# Dataset entries:

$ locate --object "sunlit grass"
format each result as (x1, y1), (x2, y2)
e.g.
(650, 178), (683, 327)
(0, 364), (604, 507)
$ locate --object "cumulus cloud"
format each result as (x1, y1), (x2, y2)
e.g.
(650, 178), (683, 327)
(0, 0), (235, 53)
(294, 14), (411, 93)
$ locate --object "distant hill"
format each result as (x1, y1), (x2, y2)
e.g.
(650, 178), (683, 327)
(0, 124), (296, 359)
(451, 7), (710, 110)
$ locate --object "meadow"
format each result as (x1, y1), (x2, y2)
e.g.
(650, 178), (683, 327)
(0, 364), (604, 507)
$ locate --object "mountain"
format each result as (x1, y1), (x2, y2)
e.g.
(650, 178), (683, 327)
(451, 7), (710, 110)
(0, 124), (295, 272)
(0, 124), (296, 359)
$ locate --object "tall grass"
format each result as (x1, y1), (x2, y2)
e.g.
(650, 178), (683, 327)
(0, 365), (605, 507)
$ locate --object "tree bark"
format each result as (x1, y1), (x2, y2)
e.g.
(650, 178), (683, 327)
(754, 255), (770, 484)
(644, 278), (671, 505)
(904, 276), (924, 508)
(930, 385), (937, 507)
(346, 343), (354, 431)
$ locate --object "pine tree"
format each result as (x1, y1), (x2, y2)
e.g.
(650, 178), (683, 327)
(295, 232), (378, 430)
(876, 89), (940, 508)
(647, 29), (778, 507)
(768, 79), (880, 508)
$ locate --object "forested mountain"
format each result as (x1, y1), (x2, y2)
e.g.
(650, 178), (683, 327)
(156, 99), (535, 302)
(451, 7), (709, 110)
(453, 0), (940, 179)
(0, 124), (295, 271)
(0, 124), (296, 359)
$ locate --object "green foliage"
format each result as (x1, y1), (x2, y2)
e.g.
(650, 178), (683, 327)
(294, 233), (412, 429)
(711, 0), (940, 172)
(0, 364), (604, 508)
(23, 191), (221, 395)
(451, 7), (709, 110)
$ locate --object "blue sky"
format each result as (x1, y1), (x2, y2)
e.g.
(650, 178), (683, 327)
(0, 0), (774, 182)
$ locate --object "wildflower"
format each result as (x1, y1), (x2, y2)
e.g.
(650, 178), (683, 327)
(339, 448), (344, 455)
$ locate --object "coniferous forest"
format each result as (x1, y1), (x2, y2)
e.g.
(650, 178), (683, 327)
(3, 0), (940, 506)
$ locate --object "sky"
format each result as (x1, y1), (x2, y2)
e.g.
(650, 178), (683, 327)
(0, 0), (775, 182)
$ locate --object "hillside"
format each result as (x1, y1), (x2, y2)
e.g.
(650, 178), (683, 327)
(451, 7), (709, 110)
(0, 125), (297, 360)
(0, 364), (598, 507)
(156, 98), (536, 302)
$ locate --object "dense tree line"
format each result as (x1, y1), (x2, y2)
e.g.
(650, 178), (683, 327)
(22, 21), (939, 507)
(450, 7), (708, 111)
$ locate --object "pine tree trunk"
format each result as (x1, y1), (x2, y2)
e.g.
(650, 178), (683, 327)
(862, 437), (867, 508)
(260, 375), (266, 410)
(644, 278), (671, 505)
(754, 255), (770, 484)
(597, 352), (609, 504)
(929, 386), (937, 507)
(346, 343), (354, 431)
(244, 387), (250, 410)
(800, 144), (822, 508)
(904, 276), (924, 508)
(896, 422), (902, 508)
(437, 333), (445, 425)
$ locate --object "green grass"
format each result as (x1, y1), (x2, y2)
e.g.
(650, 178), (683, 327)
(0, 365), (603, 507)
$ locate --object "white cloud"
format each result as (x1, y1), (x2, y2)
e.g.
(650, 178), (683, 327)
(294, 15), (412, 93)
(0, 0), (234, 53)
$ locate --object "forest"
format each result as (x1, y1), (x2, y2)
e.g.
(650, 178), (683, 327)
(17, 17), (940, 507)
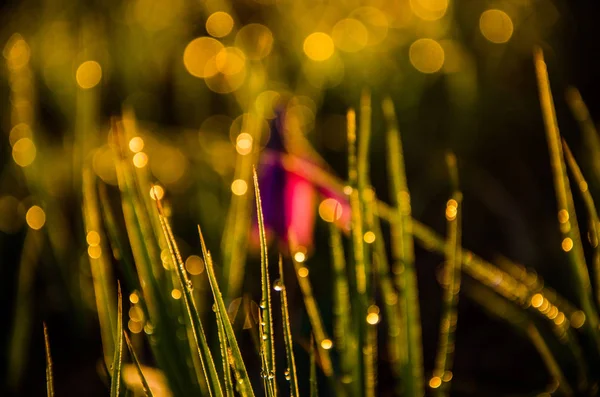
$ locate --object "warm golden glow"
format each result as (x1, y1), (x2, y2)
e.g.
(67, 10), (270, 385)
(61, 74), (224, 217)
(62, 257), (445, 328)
(303, 32), (335, 62)
(150, 185), (165, 201)
(76, 61), (102, 89)
(133, 152), (148, 168)
(366, 312), (380, 325)
(554, 312), (565, 326)
(350, 7), (389, 46)
(235, 24), (273, 60)
(86, 231), (101, 247)
(571, 311), (586, 329)
(183, 37), (224, 78)
(479, 10), (514, 44)
(561, 237), (573, 252)
(294, 251), (306, 263)
(128, 320), (143, 334)
(9, 123), (32, 147)
(26, 205), (45, 230)
(429, 376), (442, 389)
(129, 292), (140, 304)
(88, 245), (102, 259)
(410, 38), (445, 74)
(318, 198), (343, 223)
(128, 137), (144, 153)
(297, 266), (309, 277)
(171, 289), (182, 300)
(364, 231), (376, 244)
(236, 132), (253, 155)
(231, 179), (248, 196)
(445, 199), (458, 221)
(185, 255), (205, 275)
(213, 47), (246, 76)
(442, 371), (453, 382)
(557, 209), (569, 224)
(531, 293), (544, 308)
(320, 339), (333, 350)
(410, 0), (449, 21)
(332, 18), (368, 53)
(12, 137), (36, 167)
(4, 35), (31, 70)
(206, 12), (234, 38)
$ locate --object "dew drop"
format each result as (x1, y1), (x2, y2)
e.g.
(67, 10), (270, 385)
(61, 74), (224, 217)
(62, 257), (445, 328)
(273, 279), (283, 291)
(284, 369), (291, 380)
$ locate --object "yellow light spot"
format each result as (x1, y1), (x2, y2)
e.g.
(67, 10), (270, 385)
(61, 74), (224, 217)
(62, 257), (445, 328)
(366, 312), (380, 325)
(9, 123), (33, 147)
(236, 133), (253, 155)
(88, 245), (102, 259)
(531, 293), (544, 308)
(128, 320), (143, 334)
(129, 306), (144, 322)
(4, 35), (30, 70)
(128, 137), (144, 153)
(580, 181), (589, 192)
(206, 12), (234, 38)
(539, 299), (549, 313)
(185, 255), (205, 275)
(294, 252), (306, 263)
(133, 152), (148, 168)
(554, 312), (565, 326)
(150, 185), (164, 201)
(429, 376), (442, 389)
(410, 0), (449, 21)
(332, 18), (368, 53)
(410, 38), (445, 74)
(235, 24), (273, 60)
(129, 292), (140, 304)
(320, 339), (333, 350)
(364, 231), (376, 244)
(298, 267), (309, 277)
(561, 237), (573, 252)
(26, 205), (45, 230)
(442, 371), (453, 382)
(303, 32), (335, 62)
(231, 179), (248, 196)
(343, 186), (353, 195)
(547, 306), (558, 320)
(571, 311), (586, 328)
(318, 198), (343, 223)
(171, 289), (182, 300)
(76, 61), (102, 89)
(87, 231), (101, 246)
(12, 137), (36, 167)
(213, 47), (246, 76)
(183, 37), (224, 78)
(558, 209), (569, 224)
(479, 10), (514, 44)
(446, 199), (458, 221)
(350, 7), (389, 46)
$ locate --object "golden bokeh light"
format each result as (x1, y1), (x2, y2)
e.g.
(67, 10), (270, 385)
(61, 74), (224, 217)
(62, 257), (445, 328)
(350, 7), (389, 46)
(4, 34), (31, 70)
(129, 292), (140, 304)
(76, 61), (102, 89)
(318, 198), (343, 223)
(86, 231), (101, 246)
(9, 123), (33, 147)
(128, 320), (143, 334)
(185, 255), (205, 275)
(442, 371), (453, 382)
(294, 251), (306, 263)
(366, 312), (380, 325)
(571, 310), (586, 328)
(12, 137), (36, 167)
(410, 0), (449, 21)
(206, 11), (234, 38)
(128, 136), (144, 153)
(332, 18), (368, 53)
(133, 152), (148, 168)
(410, 38), (445, 74)
(531, 293), (543, 308)
(364, 231), (376, 244)
(26, 205), (45, 230)
(231, 179), (248, 196)
(235, 24), (273, 60)
(558, 209), (569, 224)
(171, 289), (182, 300)
(183, 37), (224, 78)
(303, 53), (345, 89)
(429, 376), (442, 389)
(561, 237), (573, 252)
(212, 47), (246, 76)
(297, 266), (309, 277)
(229, 113), (270, 150)
(236, 133), (253, 155)
(446, 199), (458, 220)
(150, 185), (165, 201)
(303, 32), (335, 62)
(320, 339), (333, 350)
(479, 10), (514, 44)
(204, 64), (247, 94)
(88, 245), (102, 259)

# Task goal:
Produce the number of lines in the data containing the string "light", with nothing added.

# Answer area:
2